TEXTO PARA LEITURA —
------------------------------------------------------------------------

Interessante, eu era repórter da rádio Band AM 640 nesta época. E me lembro que um familiar da Sirlene (acho que era irmão) me ligou para auxiliar na matéria. Ele me passou muitas suspeitas sobre o médico, mas não consegui confirmar. Depois que o médico suspeito foi preso, passei para outras pautas e não voltei mais ao caso por não encontrar mais fontes da família.
Wilson Rosa, jornalista
Se te interessar, eu tenho os contatos. Me liga (51.999.69.07.46) e te passo. Como vai o amigo?
Grande Wagner!
Sua referência ao esquecimento me lembrou do aniversário de 30 anos do “acidente” com o Césio-137 em Goiânia, no ano passado. Uma data de aniversário, como você diz, mas eu tinha uma certa expectativa sobre a cobertura que não se concretizou. Me incomodou a pouca repercussão – na verdade, a pouca reflexão – que a data mereceu.
Eu era adolescente na época da contaminação, e jamais vou esquecer daquilo. Não se falava em outra coisa no Brasil. Um caso emblemático, em que a irresponsabilidade e a ignorância desaguaram numa tragédia com toques de surreal, um desastre tão imenso que é quase inacreditável que tenha acontecido. Lembra de alguma outra coisa? Pra mim, várias. A principal delas é o incêndio na Boate Kiss.
Na minha mente ingênua, o episódio do Césio não era algo para ser esquecido e sim dissecado, aniversário após aniversário, da mesma forma que você extirpa um trauma discutindo ele repetidamente. Vamos lembrar do que aconteceu para que não aconteça de novo. Mas daí, percebo uma coisa interessante: não houve esquecimento.

------------------------------------------------------------------------

REGISTROS DE DADOS —
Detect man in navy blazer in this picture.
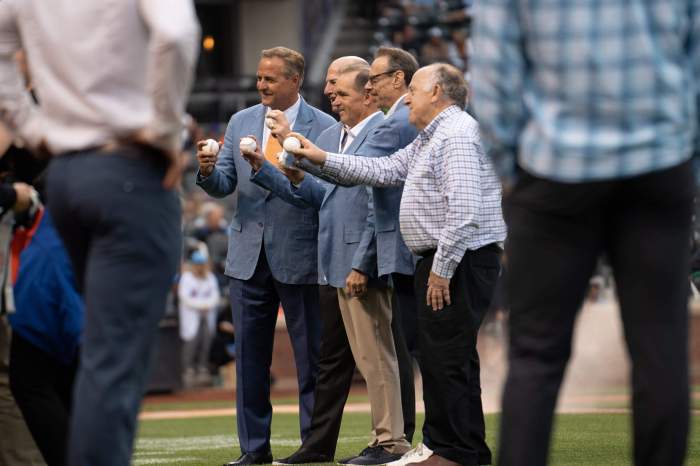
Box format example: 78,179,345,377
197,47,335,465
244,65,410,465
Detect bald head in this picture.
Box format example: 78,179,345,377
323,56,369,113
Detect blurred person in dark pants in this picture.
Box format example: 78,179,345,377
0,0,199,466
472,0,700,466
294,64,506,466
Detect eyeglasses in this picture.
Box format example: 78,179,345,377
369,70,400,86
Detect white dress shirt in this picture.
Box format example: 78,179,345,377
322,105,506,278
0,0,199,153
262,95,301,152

------------------------------------------------------------------------

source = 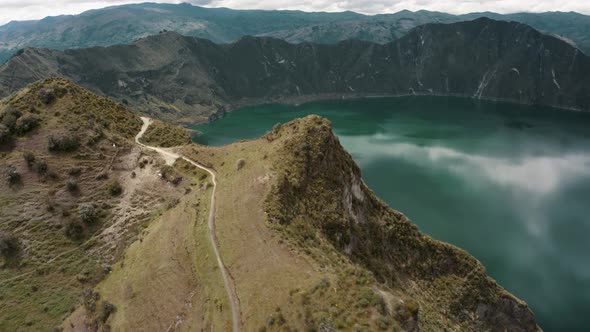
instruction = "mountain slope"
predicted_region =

------------------------------------------------------------------------

COM BASE NAS INFORMAÇÕES —
[1] Segundo o texto para leitura, em que cidade aconteceu o "acidente" com o Césio-137?
[2] Transcreva do texto para leitura tudo o que vai de "Interessante, eu era" até "fontes da família.".

RESPOSTAS —
[1] Em Goiânia.

[2]
Interessante, eu era repórter da rádio Band AM 640 nesta época. E me lembro que um familiar da Sirlene (acho que era irmão) me ligou para auxiliar na matéria. Ele me passou muitas suspeitas sobre o médico, mas não consegui confirmar. Depois que o médico suspeito foi preso, passei para outras pautas e não voltei mais ao caso por não encontrar mais fontes da família.